▶ _EXCERPT_
###

The definition of spiral says nothing about the relationship of angular to radial velocity, and does not require that angular velocity of a point moving along the curve remain nonzero for a full rotation.
But; it does say "constantly". The recession of a conic section is not constant.

While I am understanding that you may be using "spiral" in the common usage, we are talking about a geometric concept. In that context, it is not a spiral, otherwise, I wouldn't have such a stringent view of it. After all, this is a scientific board.

stitt29
2009-Jun-01, 12:28 PM
another couple of points I want to raise.

Does it matter the angle you point your projectile at i.e. Say I fire a ball at 10degrees above the horizon at escape velocity and another at the same speed, angle 45degrees. will both balls settle into an elliptical orbit of the same length/time period.

Also if something is fired at above ev the ball should escape but it will still be orbiting the Sun so what is it's orbit like. I thought it would still have to orbit the Earth as it will still be pulled by it gravitationally (to some degree).Which means it hasn't escaped really. What I'm thinking is nothing can totally escape another bodies gravity even if it gets out of the solar system. Anyway please put me straight on these points.

chornedsnorkack
2009-Jun-01, 01:32 PM
There is a non-zero angular velocity for most escape velocities.

But not all.

An object may escape at zero angular velocity. In which case, an item thrown directly upwards at exactly the escape speed will rise vertically at an ever slower speed, and slow down to arbitrarily slow speed, but never stop altogether and fall back down.

###

▶ _DATA PROVIDED_
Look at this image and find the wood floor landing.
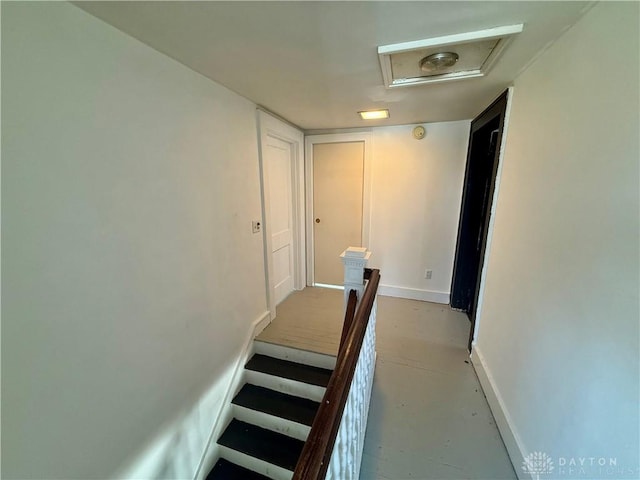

###

▶ _GOALS_
a) Which distinct terms ending in the word "velocity" appear in the forum thread on escape velocity, counting a plural form as the same term?
b) Continue the forum thread on escape velocity from its last sentence.
The lines above come from a different source than the forum thread on escape velocity.

▶ _OUTPUTS FOR THE TASKS_
a) angular velocity, radial velocity, escape velocity

b)
Escape velocity is completely independent on direction. The same object thrown directly horizontally will follow a parabola and perform just less than 180 degrees orbit around the Earth. Again, it slows down to an arbitrarily slow speed, but never stops, and never completes 180 degrees.

PraedSt
2009-Jun-01, 03:51 PM
Does it matter the angle you point your projectileIn general, yes.

Say I fire a ball at 10degrees above the horizon at escape velocity and another at the same speed, angle 45degrees. will both balls settle into an elliptical orbit of the same length/time period.It might be better if you try and not think that escape velocity is something you want to hit; it's something you want to exceed.

Anyway, if you do hit it exactly, as NEOWatcher said above, your orbit will be a parabola, not an ellipse. Look these up! :)

So, if you fire two balls at two different angles, you will get two different parabolic 'orbits'.

Also if something is fired at above ev the ball should escape but it will still be orbiting the Sun so what is it's orbit like.If the speed is above Earth's escape velocity, but below the Sun's escape velocity, it'll orbit the Sun. It'll be like any other orbit; an ellipse. The 'shape' of the orbit won't be almost circular, like those of our planets, but more 'stretched', similar to those of the comets.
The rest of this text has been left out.